■ Input records ■
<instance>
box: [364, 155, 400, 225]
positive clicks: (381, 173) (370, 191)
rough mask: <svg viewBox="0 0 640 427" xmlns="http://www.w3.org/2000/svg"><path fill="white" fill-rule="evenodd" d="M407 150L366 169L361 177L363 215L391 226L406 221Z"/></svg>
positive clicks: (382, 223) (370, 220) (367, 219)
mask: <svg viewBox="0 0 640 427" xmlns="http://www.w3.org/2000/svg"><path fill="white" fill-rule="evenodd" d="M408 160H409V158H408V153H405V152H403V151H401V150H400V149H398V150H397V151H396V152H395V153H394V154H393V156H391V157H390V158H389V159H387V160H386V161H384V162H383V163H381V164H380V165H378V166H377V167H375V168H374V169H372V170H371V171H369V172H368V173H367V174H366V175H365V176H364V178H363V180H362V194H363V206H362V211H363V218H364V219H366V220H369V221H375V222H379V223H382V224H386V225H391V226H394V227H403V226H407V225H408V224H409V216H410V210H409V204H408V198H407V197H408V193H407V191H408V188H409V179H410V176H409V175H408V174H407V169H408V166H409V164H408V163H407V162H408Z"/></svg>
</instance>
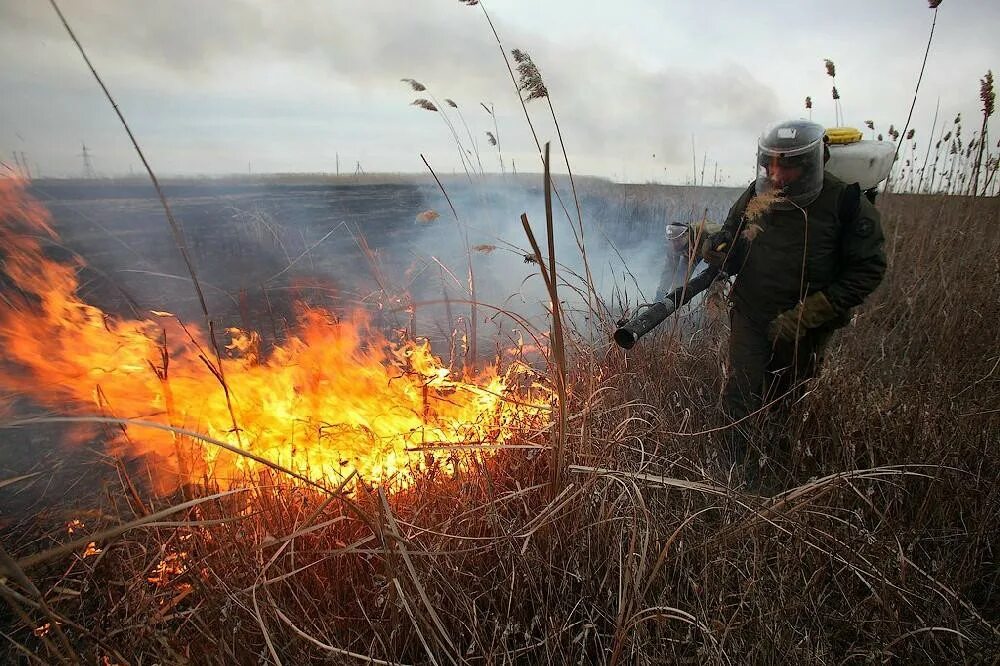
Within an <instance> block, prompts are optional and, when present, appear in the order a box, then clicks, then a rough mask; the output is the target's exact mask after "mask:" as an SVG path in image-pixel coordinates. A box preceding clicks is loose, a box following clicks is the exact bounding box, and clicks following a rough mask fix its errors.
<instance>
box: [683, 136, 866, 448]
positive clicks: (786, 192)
mask: <svg viewBox="0 0 1000 666" xmlns="http://www.w3.org/2000/svg"><path fill="white" fill-rule="evenodd" d="M828 156H829V151H828V150H827V149H826V144H825V139H824V130H823V128H822V127H821V126H820V125H817V124H815V123H812V122H808V121H804V120H794V121H786V122H782V123H778V124H776V125H773V126H771V127H770V128H768V129H767V130H765V131H764V133H763V134H762V135H761V137H760V140H759V143H758V149H757V167H758V175H757V179H756V181H755V182H754V183H753V184H751V186H750V187H749V188H748V189H747V190H746V191H745V192H744V193H743V195H742V196H741V197H740V198H739V199H738V200H737V201H736V203H735V204H734V205H733V207H732V209H731V210H730V211H729V215H728V217H727V219H726V221H725V223H724V224H723V228H722V230H721V231H720V232H718V233H716V234H714V235H713V236H711V237H710V238H709V239H707V242H706V243H705V245H704V251H703V255H702V256H703V258H704V259H705V261H706V262H708V263H709V264H710V265H713V266H718V267H722V268H723V269H724V270H725V271H726V272H727V273H728V274H730V275H735V276H736V279H735V282H734V285H733V288H732V291H731V295H730V301H731V305H732V307H731V310H730V338H729V365H730V372H729V377H728V381H727V384H726V387H725V390H724V393H723V406H724V408H725V411H726V412H727V413H728V415H729V417H730V418H732V419H733V420H734V421H742V420H744V419H745V418H746V417H748V416H750V415H751V414H754V413H755V412H757V411H758V410H760V409H761V408H762V406H763V405H765V404H767V403H770V402H771V401H772V400H774V399H775V398H777V397H779V396H782V395H786V394H787V392H788V391H789V390H790V389H794V388H795V387H798V386H801V383H802V382H803V381H804V380H806V379H809V378H811V377H813V376H815V375H816V373H817V372H818V370H819V367H820V364H821V362H822V359H823V353H824V350H825V348H826V346H827V344H828V342H829V340H830V337H831V335H832V334H833V332H834V331H836V330H837V329H838V328H840V327H842V326H844V324H846V323H847V322H848V321H849V320H850V315H851V310H852V308H855V307H857V306H858V305H860V304H861V303H862V302H863V301H864V300H865V298H867V297H868V295H869V294H871V293H872V291H873V290H874V289H875V287H877V286H878V284H879V283H880V282H881V281H882V277H883V275H884V274H885V269H886V261H885V255H884V253H883V240H884V239H883V235H882V227H881V223H880V218H879V213H878V211H877V210H876V209H875V208H874V206H873V205H872V204H871V203H870V202H869V201H868V199H867V198H864V197H861V196H860V188H859V187H858V185H857V184H853V185H847V184H845V183H844V182H842V181H840V180H838V179H837V178H835V177H834V176H832V175H831V174H829V173H827V172H825V171H824V164H825V162H826V159H828ZM755 199H756V201H755ZM769 201H771V203H770V205H768V202H769ZM720 248H721V249H720ZM731 446H734V447H735V449H736V450H734V451H731V452H730V453H731V454H732V455H733V456H734V457H735V458H736V459H737V461H739V460H740V459H741V458H742V457H743V456H745V454H746V443H745V438H744V439H743V441H742V442H740V443H736V444H733V443H732V442H731Z"/></svg>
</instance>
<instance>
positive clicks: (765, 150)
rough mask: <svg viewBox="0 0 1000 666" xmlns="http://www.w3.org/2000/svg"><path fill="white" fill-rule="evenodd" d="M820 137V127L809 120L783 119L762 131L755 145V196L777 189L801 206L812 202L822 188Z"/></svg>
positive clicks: (808, 203) (821, 127)
mask: <svg viewBox="0 0 1000 666" xmlns="http://www.w3.org/2000/svg"><path fill="white" fill-rule="evenodd" d="M823 136H824V130H823V127H822V125H818V124H816V123H813V122H809V121H808V120H786V121H784V122H780V123H776V124H774V125H771V126H770V127H768V128H767V129H766V130H764V133H763V134H761V136H760V141H759V142H758V144H757V182H756V187H755V189H756V191H757V194H764V193H767V192H771V191H775V190H780V192H781V194H782V196H784V197H785V198H786V199H788V200H789V201H791V202H792V203H793V204H795V205H796V206H803V207H804V206H808V205H809V204H811V203H812V202H813V201H815V200H816V197H818V196H819V193H820V191H821V190H822V189H823V147H824V143H823ZM776 207H781V206H780V204H779V205H778V206H776ZM788 207H791V206H788Z"/></svg>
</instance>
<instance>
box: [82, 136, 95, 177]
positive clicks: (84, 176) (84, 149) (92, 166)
mask: <svg viewBox="0 0 1000 666" xmlns="http://www.w3.org/2000/svg"><path fill="white" fill-rule="evenodd" d="M80 143H81V144H82V145H83V152H82V153H80V155H79V157H82V158H83V177H84V178H94V165H93V164H92V163H91V161H90V154H91V153H90V151H89V150H87V144H85V143H83V142H82V141H81V142H80Z"/></svg>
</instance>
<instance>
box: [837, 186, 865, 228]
mask: <svg viewBox="0 0 1000 666" xmlns="http://www.w3.org/2000/svg"><path fill="white" fill-rule="evenodd" d="M860 208H861V186H860V185H858V184H857V183H851V184H850V185H848V186H847V187H845V188H844V191H843V192H841V194H840V208H839V210H838V211H837V217H838V218H839V219H840V226H841V228H843V227H845V226H847V225H849V224H851V223H852V222H854V220H855V219H857V217H858V210H859V209H860Z"/></svg>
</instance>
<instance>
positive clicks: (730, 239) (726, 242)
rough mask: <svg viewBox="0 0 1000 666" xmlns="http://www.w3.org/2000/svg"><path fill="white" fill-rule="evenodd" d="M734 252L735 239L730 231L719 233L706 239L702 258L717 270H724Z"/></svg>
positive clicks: (710, 236)
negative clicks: (730, 233) (715, 268)
mask: <svg viewBox="0 0 1000 666" xmlns="http://www.w3.org/2000/svg"><path fill="white" fill-rule="evenodd" d="M732 250H733V237H732V234H730V233H729V232H728V231H717V232H715V233H714V234H711V235H710V236H709V237H708V238H706V239H705V245H704V246H703V248H702V251H701V258H702V259H704V260H705V263H706V264H708V265H709V266H714V267H715V268H722V267H723V265H725V263H726V260H727V259H728V258H729V257H730V255H731V253H732Z"/></svg>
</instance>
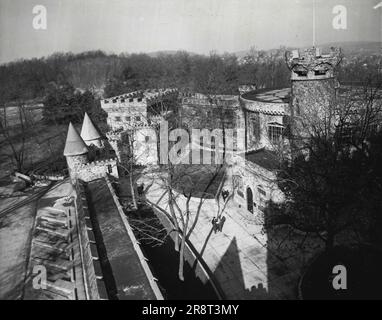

■ Assigned task ■
Return every line above in which the string "rough" occurs.

■ Task output ■
rough mask: <svg viewBox="0 0 640 427" xmlns="http://www.w3.org/2000/svg"><path fill="white" fill-rule="evenodd" d="M407 150L366 169L361 177L363 215L391 226L406 221Z"/></svg>
Within an <instance> block, prompts are optional and, when present, appear in the order a box, then clicks, then a rough mask; the output is the target's exact mask after "mask:" as an SVG path in image-pixel coordinates. A box preceding clicks is loose, a box following clicks is the exact bounding box, and clicks following a rough mask fix its errors.
rough mask: <svg viewBox="0 0 1000 666" xmlns="http://www.w3.org/2000/svg"><path fill="white" fill-rule="evenodd" d="M820 137V127L809 120L783 119L762 131L755 145V196L777 189L801 206L812 202L822 188Z"/></svg>
rough mask: <svg viewBox="0 0 1000 666" xmlns="http://www.w3.org/2000/svg"><path fill="white" fill-rule="evenodd" d="M734 252L735 239L730 231L719 233L706 239L702 258L717 270H724Z"/></svg>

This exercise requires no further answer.